> [Problems to work on]
1 > Translate this sentence from the Medicaid expansion article into Spanish: "The nearly three-hour hearing took place in a room filled with hospital administrators, other health care providers and numerous advocates wearing stickers in support of expansion."
2 > Return, word for word, the stretch of the Medicaid expansion article from "The Medicaid Committee conducted" through "Affordable Care Act.".

> [Text]
......

Theresa Hannah, executive director of the Center for Mississippi Health Policy, also told the House Medicaid Committee that the state leads the nation in the number of amputations caused because of complications from diabetes, and while the state is 38th in instances of breast cancer it is fourth in the number of breast cancer deaths.
The problem, the committee was told, is that the state has a high percentage of the working poor who do not receive treatment until their illness has advanced to the point where expensive hospitalization and treatments are the only option.
“In general, uninsured people tend to seek (health care) services less often,” Hannah said.
The Medicaid Committee conducted a hearing on whether to expand Medicaid to those earning up to 138 percent of the federal poverty level or about $15,000 for an individual. The expansion is allowed as part of the federal Affordable Care Act.
The nearly three-hour hearing took place in a room filled with hospital administrators, other health care providers and numerous advocates wearing stickers in support of expansion.
Gov. Phil Bryant has voiced opposition to the expansion, saying the state cannot afford it. On Monday, his chief of staff, Lucien Smith, reiterated Bryant’s position, saying “It is not in the long-term best interest of the state” to provide health insurance to more Mississippians through Medicaid.
Yet Mississippi hospitals have expressed concerns about how they could be affected if the state does not expand Medicaid. The Mississippi Hospital Association, which was not asked to participate in the hearing, has pointed out that as part of the federal law a major reduction in federal reimbursements for uncompensated care will be enacted because it assumes people will have health insurance through Medicaid and other alternatives.
But Smith and others told the Medicaid Committee that those rules are still being developed.

......

Source data:

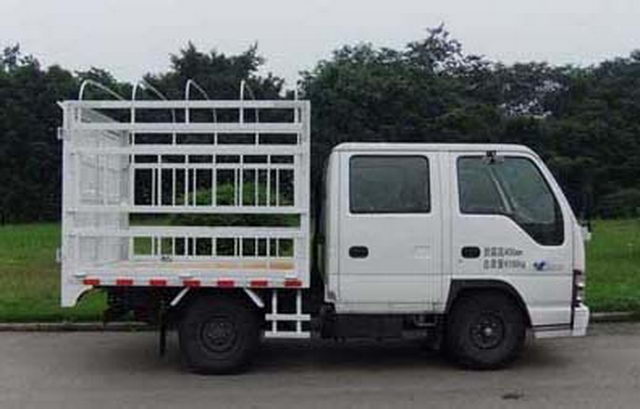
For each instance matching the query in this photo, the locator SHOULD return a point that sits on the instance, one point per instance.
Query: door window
(514, 187)
(389, 184)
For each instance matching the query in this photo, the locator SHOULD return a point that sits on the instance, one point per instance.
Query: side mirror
(585, 228)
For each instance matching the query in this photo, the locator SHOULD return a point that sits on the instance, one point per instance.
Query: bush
(623, 203)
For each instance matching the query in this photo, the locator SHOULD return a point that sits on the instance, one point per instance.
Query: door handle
(471, 252)
(358, 252)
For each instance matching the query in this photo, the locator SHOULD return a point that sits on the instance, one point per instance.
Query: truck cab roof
(431, 147)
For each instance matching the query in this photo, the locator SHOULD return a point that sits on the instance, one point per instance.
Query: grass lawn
(30, 277)
(30, 283)
(613, 266)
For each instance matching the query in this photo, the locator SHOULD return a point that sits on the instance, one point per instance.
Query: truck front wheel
(218, 335)
(485, 330)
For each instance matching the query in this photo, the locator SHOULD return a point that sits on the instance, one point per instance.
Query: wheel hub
(218, 334)
(487, 331)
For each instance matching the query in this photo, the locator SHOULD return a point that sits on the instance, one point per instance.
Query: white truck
(196, 214)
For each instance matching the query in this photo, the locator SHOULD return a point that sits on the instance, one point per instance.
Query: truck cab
(418, 229)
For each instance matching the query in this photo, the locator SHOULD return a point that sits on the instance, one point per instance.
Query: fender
(461, 285)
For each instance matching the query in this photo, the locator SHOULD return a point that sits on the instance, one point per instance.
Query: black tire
(218, 335)
(485, 330)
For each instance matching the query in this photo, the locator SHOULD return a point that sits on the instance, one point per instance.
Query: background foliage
(582, 120)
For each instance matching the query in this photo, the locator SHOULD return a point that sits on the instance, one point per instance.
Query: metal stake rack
(153, 191)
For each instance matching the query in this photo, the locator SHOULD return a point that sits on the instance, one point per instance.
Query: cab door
(390, 232)
(510, 223)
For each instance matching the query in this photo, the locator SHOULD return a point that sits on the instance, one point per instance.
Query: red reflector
(259, 283)
(293, 283)
(191, 283)
(124, 281)
(226, 283)
(158, 282)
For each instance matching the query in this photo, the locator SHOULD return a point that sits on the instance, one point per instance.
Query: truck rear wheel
(218, 335)
(485, 330)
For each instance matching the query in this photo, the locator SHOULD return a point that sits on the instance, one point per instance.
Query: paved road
(121, 370)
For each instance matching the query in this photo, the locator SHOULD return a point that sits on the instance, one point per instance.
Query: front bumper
(578, 328)
(580, 321)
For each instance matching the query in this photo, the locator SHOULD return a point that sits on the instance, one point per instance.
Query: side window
(389, 184)
(513, 187)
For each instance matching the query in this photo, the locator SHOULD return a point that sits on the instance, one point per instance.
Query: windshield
(514, 187)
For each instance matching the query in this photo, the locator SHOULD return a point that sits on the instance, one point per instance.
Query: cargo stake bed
(197, 214)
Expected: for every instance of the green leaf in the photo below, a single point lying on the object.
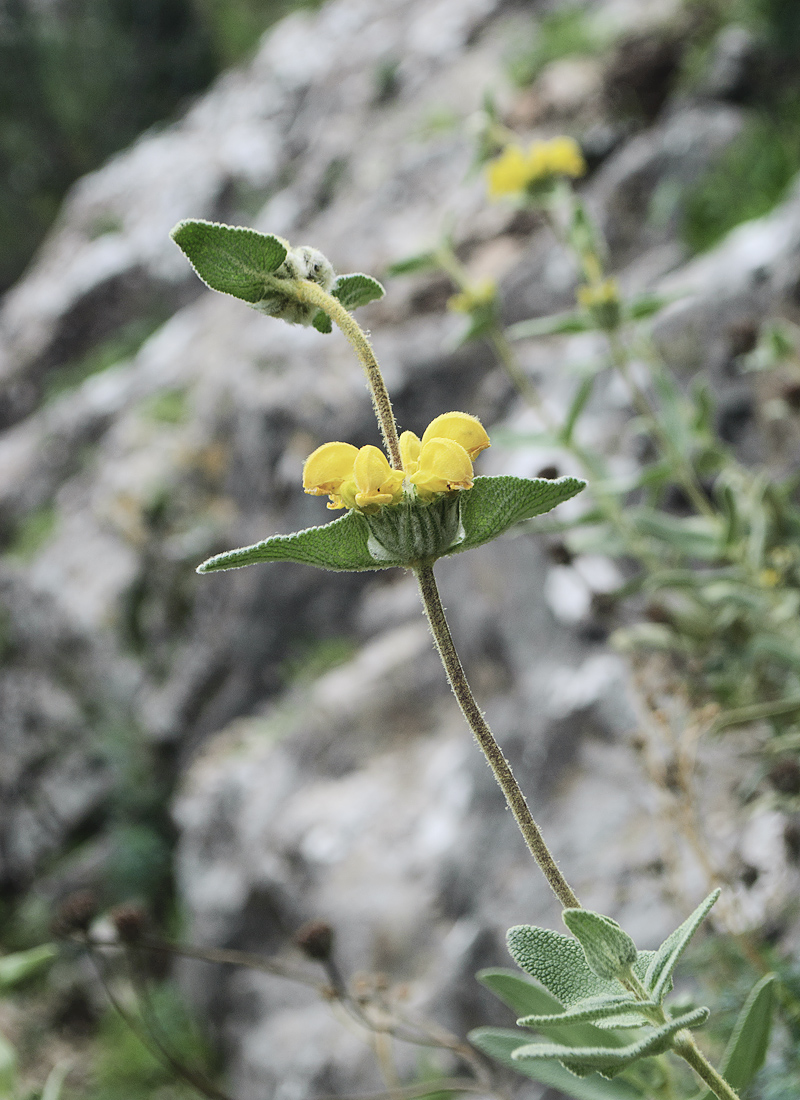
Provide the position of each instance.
(499, 1043)
(495, 504)
(22, 965)
(556, 326)
(749, 1040)
(593, 1008)
(524, 997)
(322, 322)
(338, 546)
(611, 1060)
(658, 979)
(357, 289)
(422, 262)
(609, 949)
(230, 259)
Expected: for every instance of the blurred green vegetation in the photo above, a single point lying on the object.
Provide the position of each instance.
(79, 79)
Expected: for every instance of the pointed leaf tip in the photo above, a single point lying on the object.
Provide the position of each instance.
(230, 259)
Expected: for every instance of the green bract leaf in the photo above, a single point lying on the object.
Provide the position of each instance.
(611, 1060)
(609, 949)
(357, 289)
(230, 259)
(658, 979)
(338, 546)
(749, 1040)
(524, 997)
(322, 322)
(22, 965)
(500, 1043)
(495, 504)
(556, 326)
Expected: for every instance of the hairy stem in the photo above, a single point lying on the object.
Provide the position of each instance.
(484, 737)
(315, 295)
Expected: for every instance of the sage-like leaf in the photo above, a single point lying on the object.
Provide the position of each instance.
(611, 1060)
(357, 289)
(658, 979)
(500, 1043)
(749, 1040)
(609, 949)
(339, 546)
(230, 259)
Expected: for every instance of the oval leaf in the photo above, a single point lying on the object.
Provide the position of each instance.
(357, 289)
(230, 259)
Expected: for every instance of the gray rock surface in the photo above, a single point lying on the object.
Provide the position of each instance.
(354, 795)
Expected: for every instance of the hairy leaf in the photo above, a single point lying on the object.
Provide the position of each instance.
(230, 259)
(500, 1043)
(659, 972)
(357, 289)
(609, 949)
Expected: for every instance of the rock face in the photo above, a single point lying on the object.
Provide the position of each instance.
(354, 795)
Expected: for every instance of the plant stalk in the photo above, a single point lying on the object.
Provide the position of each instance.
(483, 735)
(314, 295)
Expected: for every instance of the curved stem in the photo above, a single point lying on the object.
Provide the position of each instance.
(316, 296)
(686, 1046)
(484, 737)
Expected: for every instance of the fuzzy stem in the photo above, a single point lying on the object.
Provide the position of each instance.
(314, 295)
(484, 737)
(685, 1045)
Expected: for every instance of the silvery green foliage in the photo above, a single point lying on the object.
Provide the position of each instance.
(261, 268)
(411, 531)
(590, 1021)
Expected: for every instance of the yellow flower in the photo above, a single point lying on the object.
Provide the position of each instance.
(352, 477)
(441, 460)
(516, 171)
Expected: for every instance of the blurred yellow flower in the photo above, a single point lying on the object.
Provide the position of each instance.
(362, 479)
(516, 171)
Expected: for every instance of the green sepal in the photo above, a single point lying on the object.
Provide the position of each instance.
(526, 997)
(611, 1060)
(499, 1043)
(338, 546)
(322, 322)
(558, 325)
(495, 504)
(230, 259)
(658, 979)
(357, 289)
(609, 949)
(593, 1008)
(749, 1040)
(559, 964)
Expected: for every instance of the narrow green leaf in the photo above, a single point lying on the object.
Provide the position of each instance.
(495, 504)
(357, 289)
(610, 1060)
(230, 259)
(594, 1008)
(749, 1040)
(556, 326)
(524, 996)
(658, 979)
(22, 965)
(609, 949)
(500, 1043)
(422, 262)
(339, 546)
(322, 322)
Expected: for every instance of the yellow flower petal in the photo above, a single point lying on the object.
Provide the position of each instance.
(409, 451)
(327, 468)
(444, 465)
(376, 482)
(462, 428)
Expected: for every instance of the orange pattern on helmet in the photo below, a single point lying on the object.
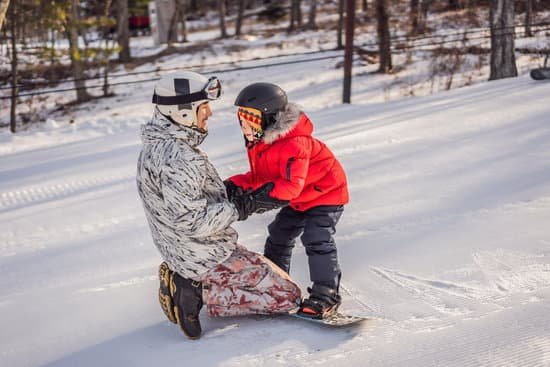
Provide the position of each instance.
(253, 118)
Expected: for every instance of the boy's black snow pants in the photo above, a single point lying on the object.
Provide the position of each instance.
(317, 226)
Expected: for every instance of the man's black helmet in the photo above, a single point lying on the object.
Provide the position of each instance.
(266, 97)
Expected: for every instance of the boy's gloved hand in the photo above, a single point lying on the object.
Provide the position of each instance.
(257, 201)
(263, 202)
(232, 189)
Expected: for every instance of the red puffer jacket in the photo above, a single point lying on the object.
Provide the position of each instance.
(302, 168)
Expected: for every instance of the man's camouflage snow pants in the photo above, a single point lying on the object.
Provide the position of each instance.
(248, 283)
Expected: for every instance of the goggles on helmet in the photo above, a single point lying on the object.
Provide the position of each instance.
(212, 90)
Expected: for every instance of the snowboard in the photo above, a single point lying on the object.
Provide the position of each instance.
(336, 320)
(540, 73)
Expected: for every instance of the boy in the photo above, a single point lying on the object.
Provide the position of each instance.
(304, 172)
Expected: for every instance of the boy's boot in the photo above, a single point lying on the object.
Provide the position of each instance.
(187, 303)
(322, 303)
(165, 297)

......

> [Task answers]
1 > La audiencia de casi tres horas se llevó a cabo en una sala llena de administradores de hospitales, otros proveedores de atención médica y numerosos defensores que llevaban calcomanías en apoyo de la expansión.

2 >
The Medicaid Committee conducted a hearing on whether to expand Medicaid to those earning up to 138 percent of the federal poverty level or about $15,000 for an individual. The expansion is allowed as part of the federal Affordable Care Act.